- [How to complete this task]:
Check every line of the entries for the string "building" and return the ones that contain it.

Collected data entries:
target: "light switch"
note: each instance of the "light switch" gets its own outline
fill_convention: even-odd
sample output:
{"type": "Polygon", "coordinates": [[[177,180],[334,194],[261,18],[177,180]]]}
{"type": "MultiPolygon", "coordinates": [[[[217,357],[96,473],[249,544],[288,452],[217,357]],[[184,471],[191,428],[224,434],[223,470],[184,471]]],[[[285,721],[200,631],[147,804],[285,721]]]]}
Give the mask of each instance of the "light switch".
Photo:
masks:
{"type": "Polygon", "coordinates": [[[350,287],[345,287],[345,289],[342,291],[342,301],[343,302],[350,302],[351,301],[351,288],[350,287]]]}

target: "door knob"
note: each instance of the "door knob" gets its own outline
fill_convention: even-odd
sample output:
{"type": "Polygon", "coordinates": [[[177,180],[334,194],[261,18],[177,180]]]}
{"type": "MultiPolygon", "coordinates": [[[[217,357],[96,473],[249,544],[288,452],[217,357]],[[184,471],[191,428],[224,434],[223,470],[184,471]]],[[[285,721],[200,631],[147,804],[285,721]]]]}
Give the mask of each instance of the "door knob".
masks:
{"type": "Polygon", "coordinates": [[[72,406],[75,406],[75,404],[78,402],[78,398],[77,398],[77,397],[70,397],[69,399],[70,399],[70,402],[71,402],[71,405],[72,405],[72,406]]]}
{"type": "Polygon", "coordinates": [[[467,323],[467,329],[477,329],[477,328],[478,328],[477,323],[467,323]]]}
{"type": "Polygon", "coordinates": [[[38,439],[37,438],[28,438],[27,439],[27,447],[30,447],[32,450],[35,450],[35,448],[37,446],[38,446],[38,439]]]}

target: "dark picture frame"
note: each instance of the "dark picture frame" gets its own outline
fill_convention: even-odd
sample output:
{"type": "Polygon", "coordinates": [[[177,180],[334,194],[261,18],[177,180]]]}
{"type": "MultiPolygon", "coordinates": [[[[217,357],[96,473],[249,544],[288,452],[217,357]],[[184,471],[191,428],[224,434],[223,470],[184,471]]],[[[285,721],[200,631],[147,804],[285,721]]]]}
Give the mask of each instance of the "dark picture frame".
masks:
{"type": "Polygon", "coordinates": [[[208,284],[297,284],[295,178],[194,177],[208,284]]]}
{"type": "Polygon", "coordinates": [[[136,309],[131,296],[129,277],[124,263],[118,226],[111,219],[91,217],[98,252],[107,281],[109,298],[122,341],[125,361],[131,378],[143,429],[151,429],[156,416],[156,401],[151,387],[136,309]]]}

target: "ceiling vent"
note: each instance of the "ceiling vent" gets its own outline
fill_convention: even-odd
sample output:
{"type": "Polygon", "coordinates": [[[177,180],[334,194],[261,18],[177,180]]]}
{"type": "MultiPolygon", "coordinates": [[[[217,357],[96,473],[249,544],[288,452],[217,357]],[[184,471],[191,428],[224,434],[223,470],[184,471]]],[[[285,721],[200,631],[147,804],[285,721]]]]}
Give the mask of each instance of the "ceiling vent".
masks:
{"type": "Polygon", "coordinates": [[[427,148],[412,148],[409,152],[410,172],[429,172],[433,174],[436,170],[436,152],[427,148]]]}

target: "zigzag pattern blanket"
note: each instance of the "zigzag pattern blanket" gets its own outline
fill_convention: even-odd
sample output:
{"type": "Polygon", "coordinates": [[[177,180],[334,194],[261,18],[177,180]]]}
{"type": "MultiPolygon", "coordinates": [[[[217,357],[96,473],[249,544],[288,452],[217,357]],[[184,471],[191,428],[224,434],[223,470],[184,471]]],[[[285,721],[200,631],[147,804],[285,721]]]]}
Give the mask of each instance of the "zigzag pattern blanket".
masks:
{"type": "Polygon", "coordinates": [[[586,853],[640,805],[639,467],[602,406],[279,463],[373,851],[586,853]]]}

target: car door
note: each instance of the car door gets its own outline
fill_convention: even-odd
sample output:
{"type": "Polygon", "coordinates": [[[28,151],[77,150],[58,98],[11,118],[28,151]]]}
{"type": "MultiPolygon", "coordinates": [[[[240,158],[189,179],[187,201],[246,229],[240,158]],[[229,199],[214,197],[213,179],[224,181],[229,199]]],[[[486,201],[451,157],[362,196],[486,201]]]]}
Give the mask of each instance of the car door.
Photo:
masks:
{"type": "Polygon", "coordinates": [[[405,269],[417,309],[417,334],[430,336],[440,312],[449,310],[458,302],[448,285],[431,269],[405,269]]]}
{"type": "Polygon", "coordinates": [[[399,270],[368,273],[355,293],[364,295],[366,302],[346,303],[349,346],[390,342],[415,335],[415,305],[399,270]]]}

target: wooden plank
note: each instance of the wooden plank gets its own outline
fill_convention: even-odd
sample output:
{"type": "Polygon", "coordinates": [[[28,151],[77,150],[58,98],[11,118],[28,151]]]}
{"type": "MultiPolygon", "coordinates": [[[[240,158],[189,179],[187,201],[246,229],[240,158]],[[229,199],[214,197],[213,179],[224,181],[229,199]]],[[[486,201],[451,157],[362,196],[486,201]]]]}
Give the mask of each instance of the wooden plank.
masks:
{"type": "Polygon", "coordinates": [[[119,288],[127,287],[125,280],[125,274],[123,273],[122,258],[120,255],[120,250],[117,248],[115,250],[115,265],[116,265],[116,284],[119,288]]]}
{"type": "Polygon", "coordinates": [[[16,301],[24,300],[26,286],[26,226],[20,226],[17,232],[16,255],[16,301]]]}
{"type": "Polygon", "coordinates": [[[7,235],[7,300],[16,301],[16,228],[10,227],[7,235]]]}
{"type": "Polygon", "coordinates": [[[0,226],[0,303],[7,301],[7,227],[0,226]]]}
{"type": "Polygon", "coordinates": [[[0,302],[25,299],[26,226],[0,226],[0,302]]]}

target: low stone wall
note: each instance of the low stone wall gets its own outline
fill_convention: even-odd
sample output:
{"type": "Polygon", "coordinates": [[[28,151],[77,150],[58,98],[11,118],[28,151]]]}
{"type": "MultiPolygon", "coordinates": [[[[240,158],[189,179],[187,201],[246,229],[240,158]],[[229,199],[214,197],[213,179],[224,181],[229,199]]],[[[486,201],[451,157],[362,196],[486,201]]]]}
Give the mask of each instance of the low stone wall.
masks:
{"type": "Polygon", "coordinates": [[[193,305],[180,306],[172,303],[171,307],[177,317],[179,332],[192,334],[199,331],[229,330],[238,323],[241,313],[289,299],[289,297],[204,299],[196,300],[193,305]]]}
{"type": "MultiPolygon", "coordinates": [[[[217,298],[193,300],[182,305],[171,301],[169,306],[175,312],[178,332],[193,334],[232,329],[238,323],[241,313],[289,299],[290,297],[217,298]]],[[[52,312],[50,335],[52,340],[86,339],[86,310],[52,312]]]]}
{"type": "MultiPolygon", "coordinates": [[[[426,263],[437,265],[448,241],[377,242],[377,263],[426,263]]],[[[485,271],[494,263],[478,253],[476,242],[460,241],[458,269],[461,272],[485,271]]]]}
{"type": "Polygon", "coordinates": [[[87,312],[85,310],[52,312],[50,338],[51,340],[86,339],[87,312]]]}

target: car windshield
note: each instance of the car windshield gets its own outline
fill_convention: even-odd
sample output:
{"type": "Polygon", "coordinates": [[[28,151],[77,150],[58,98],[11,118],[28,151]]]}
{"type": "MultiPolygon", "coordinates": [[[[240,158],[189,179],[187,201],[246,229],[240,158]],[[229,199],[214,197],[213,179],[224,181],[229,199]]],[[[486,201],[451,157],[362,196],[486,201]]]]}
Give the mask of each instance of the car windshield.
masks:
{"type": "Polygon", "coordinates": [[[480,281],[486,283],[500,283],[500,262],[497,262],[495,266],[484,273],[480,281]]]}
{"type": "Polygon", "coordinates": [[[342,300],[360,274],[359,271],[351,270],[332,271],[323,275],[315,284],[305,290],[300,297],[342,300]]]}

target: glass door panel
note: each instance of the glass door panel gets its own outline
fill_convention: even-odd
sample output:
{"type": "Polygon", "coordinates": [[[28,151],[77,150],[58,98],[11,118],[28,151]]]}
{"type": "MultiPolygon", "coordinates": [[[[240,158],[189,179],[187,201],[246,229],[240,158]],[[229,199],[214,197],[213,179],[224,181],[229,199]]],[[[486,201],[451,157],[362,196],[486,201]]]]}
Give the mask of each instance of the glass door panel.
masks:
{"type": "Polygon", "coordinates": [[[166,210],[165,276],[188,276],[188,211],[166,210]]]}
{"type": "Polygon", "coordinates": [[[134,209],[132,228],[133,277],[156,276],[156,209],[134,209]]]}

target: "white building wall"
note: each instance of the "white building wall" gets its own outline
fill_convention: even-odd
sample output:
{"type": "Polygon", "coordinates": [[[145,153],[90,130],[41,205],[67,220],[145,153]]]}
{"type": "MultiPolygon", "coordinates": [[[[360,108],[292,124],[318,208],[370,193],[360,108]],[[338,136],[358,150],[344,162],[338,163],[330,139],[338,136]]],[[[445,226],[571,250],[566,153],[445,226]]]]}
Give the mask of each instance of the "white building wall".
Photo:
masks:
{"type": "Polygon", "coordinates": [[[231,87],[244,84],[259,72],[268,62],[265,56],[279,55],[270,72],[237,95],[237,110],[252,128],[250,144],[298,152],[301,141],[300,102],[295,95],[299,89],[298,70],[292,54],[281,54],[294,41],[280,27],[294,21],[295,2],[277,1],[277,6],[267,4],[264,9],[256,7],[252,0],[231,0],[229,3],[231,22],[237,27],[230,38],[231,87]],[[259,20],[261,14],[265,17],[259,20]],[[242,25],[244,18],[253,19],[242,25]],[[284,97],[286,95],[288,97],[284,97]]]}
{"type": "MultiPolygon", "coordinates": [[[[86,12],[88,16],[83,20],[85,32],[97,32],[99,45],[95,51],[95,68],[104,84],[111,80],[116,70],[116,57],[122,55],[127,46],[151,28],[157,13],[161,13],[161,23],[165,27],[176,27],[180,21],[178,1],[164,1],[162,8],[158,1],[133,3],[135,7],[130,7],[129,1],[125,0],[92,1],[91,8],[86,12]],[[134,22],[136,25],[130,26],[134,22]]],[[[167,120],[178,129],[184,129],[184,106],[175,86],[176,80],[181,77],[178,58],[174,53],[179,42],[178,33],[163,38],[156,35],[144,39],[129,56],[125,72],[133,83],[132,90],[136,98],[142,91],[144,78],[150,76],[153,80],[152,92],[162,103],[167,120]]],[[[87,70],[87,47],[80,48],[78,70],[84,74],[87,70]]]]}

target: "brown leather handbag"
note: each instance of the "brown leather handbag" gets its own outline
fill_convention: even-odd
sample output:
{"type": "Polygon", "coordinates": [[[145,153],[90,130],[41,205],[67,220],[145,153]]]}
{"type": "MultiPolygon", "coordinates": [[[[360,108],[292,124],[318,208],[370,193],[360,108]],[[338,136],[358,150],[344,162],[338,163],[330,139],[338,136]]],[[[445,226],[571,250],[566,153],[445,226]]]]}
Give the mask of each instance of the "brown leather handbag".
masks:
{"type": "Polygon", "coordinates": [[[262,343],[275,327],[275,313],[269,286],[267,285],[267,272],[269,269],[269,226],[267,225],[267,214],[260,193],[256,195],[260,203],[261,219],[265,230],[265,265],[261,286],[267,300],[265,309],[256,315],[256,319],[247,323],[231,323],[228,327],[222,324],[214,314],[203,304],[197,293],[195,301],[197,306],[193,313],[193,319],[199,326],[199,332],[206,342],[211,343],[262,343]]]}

- [Response area]:
target: "white building wall"
note: each instance of the "white building wall" gets its own outline
Give the mask of each instance of the "white building wall".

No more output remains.